Task data:
++++++++++++++++++++

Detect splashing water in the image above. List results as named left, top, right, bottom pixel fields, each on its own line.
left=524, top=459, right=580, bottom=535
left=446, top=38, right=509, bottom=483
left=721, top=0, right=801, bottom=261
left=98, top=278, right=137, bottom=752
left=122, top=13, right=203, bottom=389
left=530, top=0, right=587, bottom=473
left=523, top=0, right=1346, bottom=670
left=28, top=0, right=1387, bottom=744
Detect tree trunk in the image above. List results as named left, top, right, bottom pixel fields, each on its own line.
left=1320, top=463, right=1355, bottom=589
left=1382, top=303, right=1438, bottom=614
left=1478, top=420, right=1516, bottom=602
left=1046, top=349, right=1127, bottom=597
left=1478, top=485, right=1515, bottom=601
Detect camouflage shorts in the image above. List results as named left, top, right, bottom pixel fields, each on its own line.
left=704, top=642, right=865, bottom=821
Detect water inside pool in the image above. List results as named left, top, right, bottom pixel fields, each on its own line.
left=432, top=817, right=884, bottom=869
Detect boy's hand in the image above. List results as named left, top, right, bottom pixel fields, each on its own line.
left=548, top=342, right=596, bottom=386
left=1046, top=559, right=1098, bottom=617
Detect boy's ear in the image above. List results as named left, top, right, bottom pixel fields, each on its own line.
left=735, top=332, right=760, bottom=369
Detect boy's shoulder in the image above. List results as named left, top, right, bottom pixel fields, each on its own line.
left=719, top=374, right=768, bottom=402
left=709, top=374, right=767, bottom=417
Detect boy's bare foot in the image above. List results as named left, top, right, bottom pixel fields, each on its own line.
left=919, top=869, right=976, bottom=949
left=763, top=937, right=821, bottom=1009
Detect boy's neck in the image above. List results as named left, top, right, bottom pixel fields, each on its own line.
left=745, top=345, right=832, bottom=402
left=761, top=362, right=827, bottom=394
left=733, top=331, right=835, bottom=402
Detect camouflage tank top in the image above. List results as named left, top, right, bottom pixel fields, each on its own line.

++++++++++++++++++++

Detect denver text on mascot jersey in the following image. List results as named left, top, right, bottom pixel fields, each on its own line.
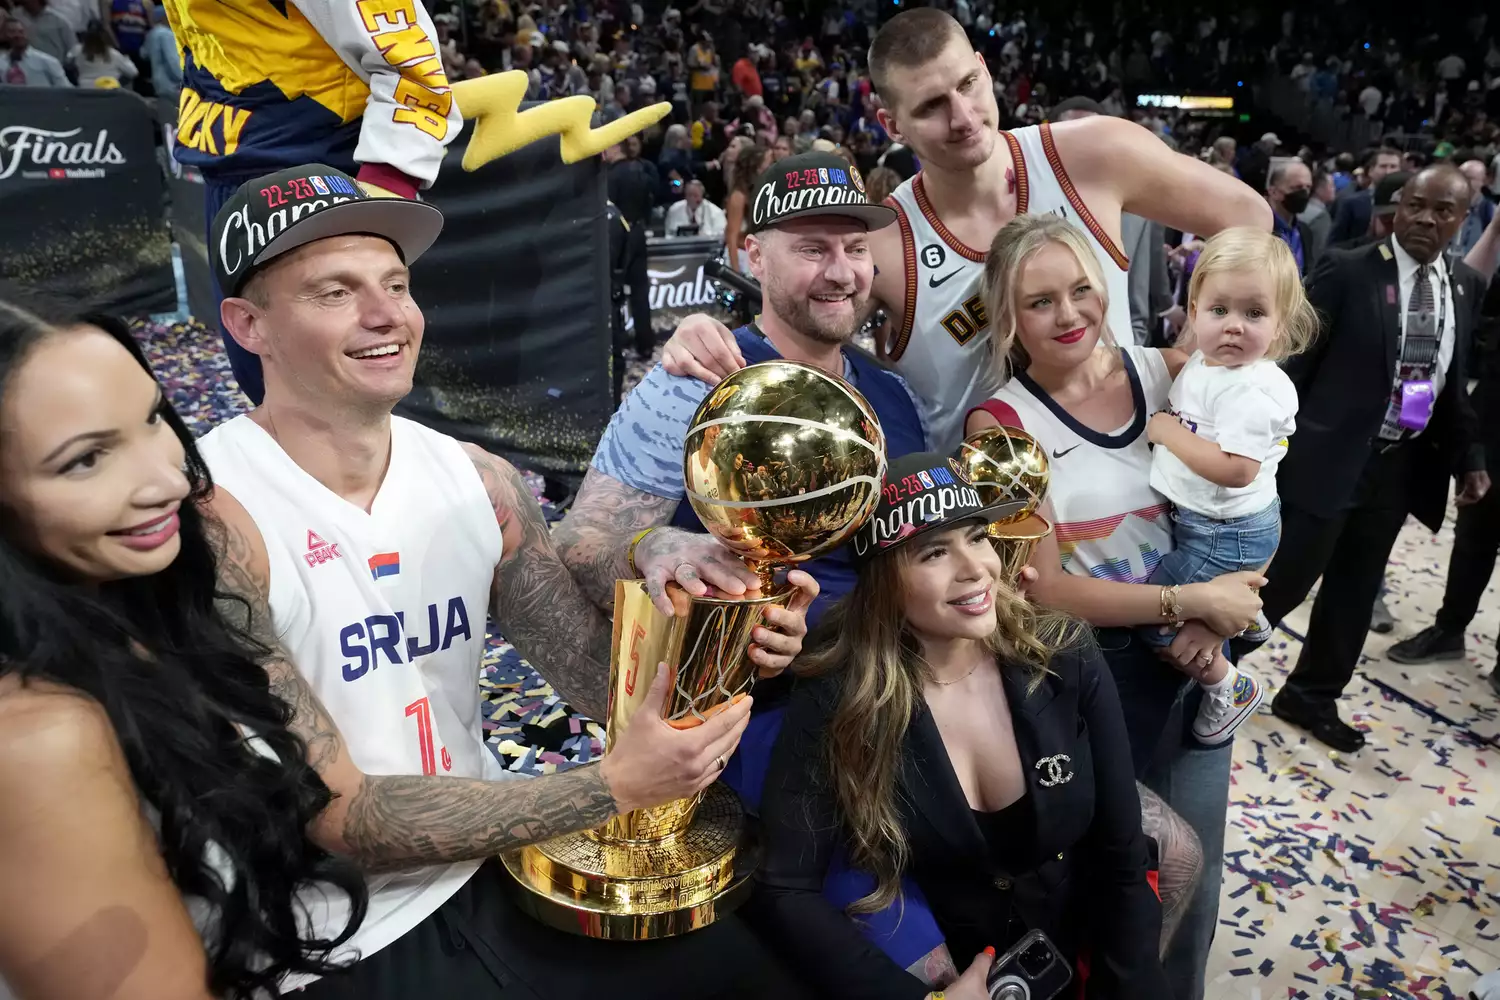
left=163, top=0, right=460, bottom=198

++++++++++++++++++++

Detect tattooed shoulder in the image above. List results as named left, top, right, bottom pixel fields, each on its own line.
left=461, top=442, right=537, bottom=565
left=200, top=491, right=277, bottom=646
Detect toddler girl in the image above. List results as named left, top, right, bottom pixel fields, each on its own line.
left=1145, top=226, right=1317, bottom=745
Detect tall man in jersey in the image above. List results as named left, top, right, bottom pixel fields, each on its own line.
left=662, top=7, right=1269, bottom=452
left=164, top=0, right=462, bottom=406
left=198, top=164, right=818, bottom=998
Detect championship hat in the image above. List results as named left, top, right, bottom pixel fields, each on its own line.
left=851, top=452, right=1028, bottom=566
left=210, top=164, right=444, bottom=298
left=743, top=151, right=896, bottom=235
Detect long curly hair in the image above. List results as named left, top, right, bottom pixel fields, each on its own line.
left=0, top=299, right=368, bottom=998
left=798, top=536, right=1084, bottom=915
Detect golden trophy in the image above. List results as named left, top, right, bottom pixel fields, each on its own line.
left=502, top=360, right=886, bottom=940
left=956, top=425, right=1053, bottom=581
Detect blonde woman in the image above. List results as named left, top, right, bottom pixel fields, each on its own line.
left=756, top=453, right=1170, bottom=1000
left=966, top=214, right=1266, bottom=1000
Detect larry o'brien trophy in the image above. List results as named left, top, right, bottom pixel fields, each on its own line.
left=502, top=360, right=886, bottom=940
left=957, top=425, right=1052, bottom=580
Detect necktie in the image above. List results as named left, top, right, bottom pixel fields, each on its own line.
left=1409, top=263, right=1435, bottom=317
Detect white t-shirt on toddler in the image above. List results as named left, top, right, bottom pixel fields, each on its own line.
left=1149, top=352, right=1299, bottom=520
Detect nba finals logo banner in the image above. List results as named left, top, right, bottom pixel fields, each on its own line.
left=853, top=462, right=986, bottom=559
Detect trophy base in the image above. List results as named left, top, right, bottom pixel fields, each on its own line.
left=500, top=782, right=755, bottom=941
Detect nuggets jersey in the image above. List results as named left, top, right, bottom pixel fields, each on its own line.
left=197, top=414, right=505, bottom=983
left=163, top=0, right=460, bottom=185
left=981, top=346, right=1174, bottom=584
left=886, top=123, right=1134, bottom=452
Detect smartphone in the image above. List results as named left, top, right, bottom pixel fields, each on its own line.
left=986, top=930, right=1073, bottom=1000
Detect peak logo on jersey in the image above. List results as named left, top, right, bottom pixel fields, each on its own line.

++++++++++++++++++++

Restate word for word the lines of the data above, starting at the line containing "Detect camouflage shorts" and ending at the line containing "Detect camouflage tank", both included, and nothing more.

Output:
Detect camouflage shorts in the image above. List results as named left, top, right, bottom pixel fields, each on its own line.
left=704, top=642, right=865, bottom=821
Detect water inside pool in the image above. List results as named left, top, right, bottom pixel fields, each on its own line.
left=432, top=817, right=884, bottom=869
Detect boy's hand in the image above. List results as named left, top, right, bottom pixel fields, each on its own line.
left=548, top=342, right=596, bottom=386
left=1046, top=559, right=1098, bottom=617
Detect boy's ear in the image above. List results as named left, top, right, bottom pixel fields, each on its own line.
left=735, top=332, right=760, bottom=369
Detect boy's shoulder in the image above. List results as named left, top, right, bottom pixel fields, each on its own line.
left=719, top=374, right=768, bottom=402
left=709, top=374, right=767, bottom=417
Detect boy's bare foot in the image above. List results as named left, top, right, bottom pixel fields, each on its own line.
left=919, top=869, right=976, bottom=949
left=763, top=937, right=821, bottom=1009
Detect boy's neck in the image above. List results as named left, top, right, bottom pixel fields, each on its own line.
left=745, top=345, right=832, bottom=402
left=761, top=362, right=827, bottom=394
left=733, top=331, right=835, bottom=402
Detect camouflage tank top in the image above. List results as named left, top, right, bottom pixel fields, each on its own line.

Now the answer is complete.